### Document extract

++++++++++++++++++++

In 1967 the Jewish poet and Holocaust survivor Paul Celan paid a visit to Martin Heidegger’s famous ski hut in the heart of Germany’s Black Forest. It was there that, 40 years earlier, the German philosopher had written “Being and Time,” one of the milestones of 20th century existentialism. For the Heideggerian faithful, the tiny cabin still functions as an obligatory pilgrimage site.

A day earlier Celan had delivered a reading to an overflow crowd at Freiburg University. When the poet and philosopher met for the first time following the reading, a journalist suggested that they pose together for a photograph. Celan demurred. Heidegger’s Nazi past stood in the way. After all, he had never publicly distanced himself from his politics. Though Celan admired Heidegger’s philosophy, he was not about to provide him with the political absolution he so desperately sought. Nevertheless, at Heidegger’s insistence, and out of admiration for his philosophy, Celan agreed to make the trip.

++++++++++++++++++++

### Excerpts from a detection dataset

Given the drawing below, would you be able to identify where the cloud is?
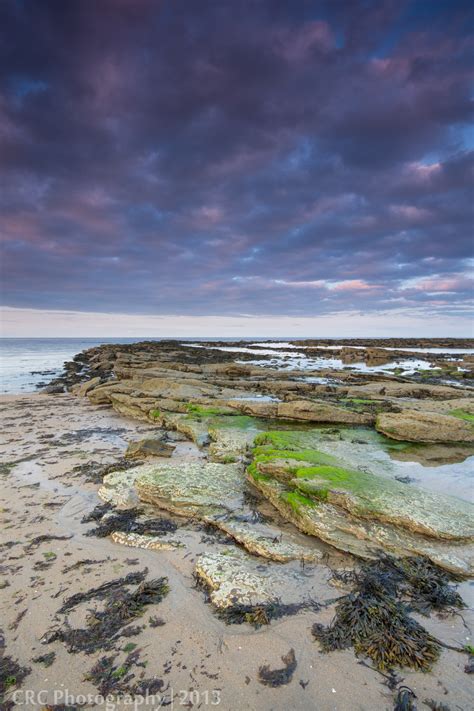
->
[0,0,474,318]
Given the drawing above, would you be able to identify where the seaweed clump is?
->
[82,505,178,538]
[312,555,464,671]
[42,569,169,654]
[258,649,297,687]
[86,650,164,698]
[0,655,31,709]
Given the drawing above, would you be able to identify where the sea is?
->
[0,336,474,394]
[0,336,282,394]
[0,337,165,394]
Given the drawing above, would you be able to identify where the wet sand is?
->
[0,395,472,711]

++++++++++++++++++++

### Short problem A
Answer these questions on the passage about Celan and Heidegger:
(i) In what year did Paul Celan visit Heidegger's ski hut?
(ii) Which work did Heidegger write at that cabin?
(iii) Where did Celan give a reading the day before the visit?
### Short problem B
Turn the entries into a numbered list, starting at the line containing "seaweed clump is?" and continuing through the end of the entries, inclusive. Omit any blank lines.

### Correct response A
(i) 1967
(ii) "Being and Time"
(iii) Freiburg University

### Correct response B
1. Given the drawing above, would you be able to identify where the seaweed clump is?
2. ->
3. [82,505,178,538]
4. [312,555,464,671]
5. [42,569,169,654]
6. [258,649,297,687]
7. [86,650,164,698]
8. [0,655,31,709]
9. Given the drawing above, would you be able to identify where the sea is?
10. ->
11. [0,336,474,394]
12. [0,336,282,394]
13. [0,337,165,394]
14. Given the drawing above, would you be able to identify where the wet sand is?
15. ->
16. [0,395,472,711]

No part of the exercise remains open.